(DOCUMENT EXCERPT Opens)
This pattern is based on the [Serving models with Triton Server in Ray Serve](https://docs.ray.io/en/latest/serve/tutorials/triton-server-integration.html) example from the Ray documentation. The deployed model is *Stable Diffusion v1-4* from the *Computer Vision & Learning research group* ([CompVis](https://huggingface.co/CompVis)).

## What is NVIDIA Triton Server

:::info

Section under construction

:::

## Deploying the Solution

To deploy the solution, you can follow the same steps explained in the [*Stable Diffusion on GPU* pattern](https://awslabs.github.io/data-on-eks/docs/gen-ai/inference/stablediffusion-gpus), just remember to use `/data-on-eks/gen-ai/inference/stable-diffusion-rayserve-nvidia-triton-server` where it says `/data-on-eks/gen-ai/inference/stable-diffusion-rayserve-gpu`.

The `RayService` manifest references a pre-built Docker image, hosted on a public Amazon ECR repository, which already includes everything needed to run inference.
(DOCUMENT EXCERPT Closes)
(SUPPLIED ENTRIES Opens)
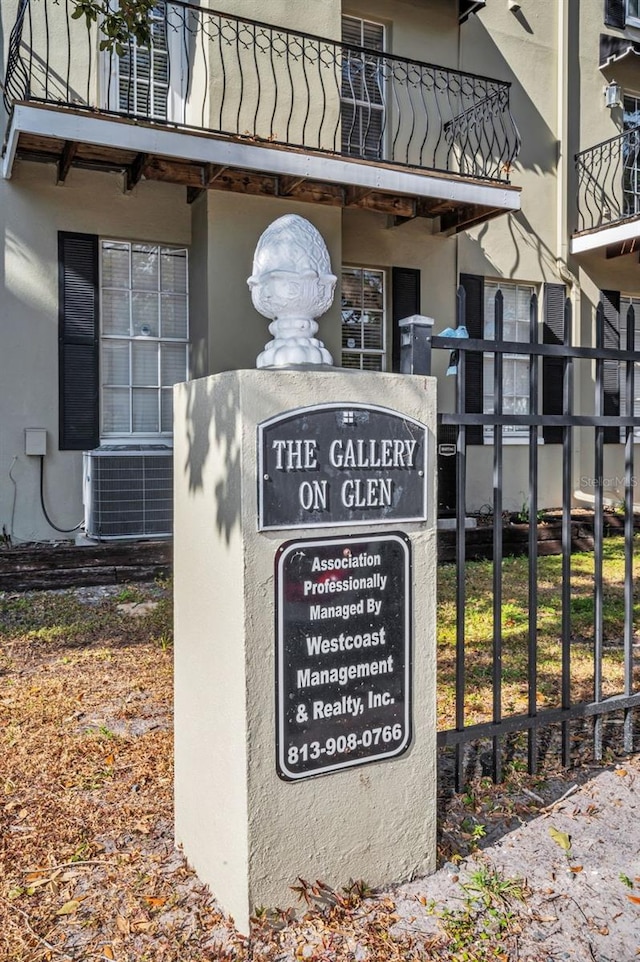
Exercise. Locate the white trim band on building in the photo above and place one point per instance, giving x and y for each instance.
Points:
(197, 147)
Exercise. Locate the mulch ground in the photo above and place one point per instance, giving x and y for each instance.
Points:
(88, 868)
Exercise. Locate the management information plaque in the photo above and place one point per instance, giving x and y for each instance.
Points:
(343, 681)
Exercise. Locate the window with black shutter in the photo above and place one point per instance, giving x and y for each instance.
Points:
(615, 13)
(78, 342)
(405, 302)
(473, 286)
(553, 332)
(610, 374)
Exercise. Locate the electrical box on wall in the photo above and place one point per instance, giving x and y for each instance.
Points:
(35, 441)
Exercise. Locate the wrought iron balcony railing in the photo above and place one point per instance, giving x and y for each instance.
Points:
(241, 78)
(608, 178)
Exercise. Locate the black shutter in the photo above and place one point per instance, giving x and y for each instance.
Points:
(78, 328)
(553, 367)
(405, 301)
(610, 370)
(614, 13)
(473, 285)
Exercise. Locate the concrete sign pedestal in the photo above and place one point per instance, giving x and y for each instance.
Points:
(SUPPLIED ENTRIES Closes)
### QUESTIONS TO ANSWER:
• A. Check each statement against the Stable Diffusion with Triton Server excerpt, answering yes or no and quoting the words that settle it: (i) the pattern is based on an example from the Ray documentation; (ii) the section describing NVIDIA Triton Server is complete; (iii) the Docker image referenced by the `RayService` manifest is hosted on a private repository.
• B. Extend the Stable Diffusion with Triton Server excerpt beyond its final sentence about the pre-built Docker image.
The records were taken from a separate source.

### ANSWERS FOR THIS EXERCISE:
• A.
(i) Yes: "example from the Ray documentation"
(ii) No: "Section under construction"
(iii) No: "hosted on a public Amazon ECR repository"

• B.
Should you wish to build it yourself as an exercise, you can perform the following steps:

1. **Launch and connecto to an Amazon EC2 G5 instance**
1. **Build and export the model**
1. **Build the model repository**
1. **Build the Docker image**
1. **Push the newly built image to an Amazon ECR repository**

## Launch an Amazon EC2 G5 instance

1. Select a Deep Learning AMI, e.g. *Deep Learning OSS Nvidia Driver AMI GPU PyTorch*
1. Select a `g5.12xlarge` instance (**note**: at least `12xlarge`)
1. Set the *Root volume* size to 300 GB

**Important Note**: we selected `g5`, because we need to build our model on the same instance type as the one where it will run, and our Ray cluster runs on Amazon EC2 G5 instances.

You can connect to ig by e.g. [using an SSH client](https://docs.aws.amazon.com/AWSEC2/latest/UserGuide/connect-linux-inst-ssh.html).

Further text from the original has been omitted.